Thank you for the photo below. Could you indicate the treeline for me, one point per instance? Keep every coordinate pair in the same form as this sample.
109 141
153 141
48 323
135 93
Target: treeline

## GOAL OF THE EXERCISE
Could you print all of the lines above again, character for character and in the same order?

## ANSWER TO THIS TASK
Thank you for the photo below. Could you indicate the treeline for me, one point per instance? Keep every coordinate pair in the same form as this sample.
109 141
153 141
48 323
135 93
Target: treeline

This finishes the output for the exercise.